_Written request_: Please copy the data below, substituting "rectangle" for every instance of "bounding box" and keeping everything else unchanged.

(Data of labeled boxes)
········

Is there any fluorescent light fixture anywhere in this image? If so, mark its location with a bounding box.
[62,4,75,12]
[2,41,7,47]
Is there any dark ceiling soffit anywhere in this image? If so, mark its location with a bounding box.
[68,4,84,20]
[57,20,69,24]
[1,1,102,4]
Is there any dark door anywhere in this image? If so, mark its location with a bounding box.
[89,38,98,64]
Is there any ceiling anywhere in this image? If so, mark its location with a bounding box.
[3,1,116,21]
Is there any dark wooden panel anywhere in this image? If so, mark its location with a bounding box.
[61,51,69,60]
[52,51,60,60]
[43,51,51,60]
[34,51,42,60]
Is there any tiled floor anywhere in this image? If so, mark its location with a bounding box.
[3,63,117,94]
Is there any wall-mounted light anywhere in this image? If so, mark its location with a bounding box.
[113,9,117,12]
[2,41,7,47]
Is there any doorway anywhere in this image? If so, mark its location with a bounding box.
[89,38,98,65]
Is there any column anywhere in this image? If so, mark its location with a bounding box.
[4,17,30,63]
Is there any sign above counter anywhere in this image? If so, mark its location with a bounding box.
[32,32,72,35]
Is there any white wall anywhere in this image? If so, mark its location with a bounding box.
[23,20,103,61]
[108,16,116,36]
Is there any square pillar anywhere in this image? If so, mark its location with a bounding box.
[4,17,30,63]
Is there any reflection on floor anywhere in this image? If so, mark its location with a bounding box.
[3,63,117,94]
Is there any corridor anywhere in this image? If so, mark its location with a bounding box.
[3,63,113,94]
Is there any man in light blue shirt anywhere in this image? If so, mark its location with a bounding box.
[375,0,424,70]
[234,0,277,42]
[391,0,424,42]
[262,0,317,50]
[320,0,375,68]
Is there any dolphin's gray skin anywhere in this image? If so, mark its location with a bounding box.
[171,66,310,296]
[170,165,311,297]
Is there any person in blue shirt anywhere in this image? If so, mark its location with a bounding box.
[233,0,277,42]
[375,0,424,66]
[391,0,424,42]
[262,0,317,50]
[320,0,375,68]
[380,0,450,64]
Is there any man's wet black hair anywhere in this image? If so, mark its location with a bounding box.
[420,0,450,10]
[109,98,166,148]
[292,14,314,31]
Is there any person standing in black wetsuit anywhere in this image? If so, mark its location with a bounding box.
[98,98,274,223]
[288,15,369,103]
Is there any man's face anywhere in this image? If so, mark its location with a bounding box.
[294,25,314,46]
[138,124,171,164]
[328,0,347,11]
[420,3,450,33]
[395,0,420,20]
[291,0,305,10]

········

_Response to this exercise_:
Is there any fluorescent light fixture anywhere in this image? If so, mark its location with a rectangle.
[62,4,75,12]
[2,41,7,47]
Is there any dark ceiling soffit anywhere in this image? If so, mark its location with a rectangle.
[68,4,84,20]
[57,20,69,24]
[1,1,102,4]
Is there any dark door anywhere in this image? If so, mark its location with a rectangle.
[89,38,98,64]
Is there any ceiling anywhere in this image? If so, mark its location with a rectangle.
[3,1,116,21]
Is there any dark wooden panel anywhere in this image? If so, mark its location with a rectangle.
[61,51,69,60]
[52,51,60,60]
[43,51,51,60]
[34,51,42,60]
Is there any tiled floor anywhere in this image? If so, mark its location with a rectangle.
[3,63,117,94]
Is there any wall-mounted light anywhere in this image? If so, mark its location with a rectangle.
[113,9,117,12]
[2,41,7,47]
Is there any doorway anywhere in this image? If so, mark its location with a rectangle.
[89,38,98,65]
Is there any column anywhere in this image? If so, mark its location with a rectangle.
[4,17,30,63]
Is there any sign above counter anywhere in this image? If so, mark its location with a rectangle.
[32,32,72,35]
Is there any white wall anywhere in this image? If so, mark its location with a rectangle.
[23,20,103,61]
[108,16,116,36]
Is there any square pillar anywhere in this image? If so, mark its location with a rectangle.
[4,17,30,63]
Is there any reflection on floor anywhere in this image? If so, mark its location with a rectangle.
[3,63,117,94]
Is there any corridor anywhere in this image? If so, mark its location with a rectangle.
[3,63,113,94]
Is there any man in light blue shirt anywhere in this image? If so, mark its location with a rectangle.
[375,0,424,70]
[234,0,277,42]
[391,0,424,42]
[262,0,317,50]
[320,0,375,68]
Is there any dolphin's gray skin anywhere in this image? If so, mark its location with a rectangle.
[171,66,310,296]
[170,165,311,297]
Is there any person in blue shirt anywhere in this image? If so, mark its location with a rectangle.
[233,0,277,42]
[375,0,424,66]
[391,0,424,42]
[262,0,317,50]
[320,0,375,68]
[380,0,450,64]
Is there any man's wet black hair anywhere in this image? If so, mark its location with a rectangle.
[420,0,450,10]
[109,98,166,148]
[292,14,314,31]
Is there any person standing in black wetsuit anywhere in this image? If so, mark its location with a rectangle.
[98,98,274,223]
[288,15,369,103]
Is there any man's face anywhere in this image? If so, mark its location with a rectangle.
[294,25,314,46]
[138,124,171,164]
[328,0,347,11]
[420,3,450,33]
[395,0,420,20]
[291,0,305,10]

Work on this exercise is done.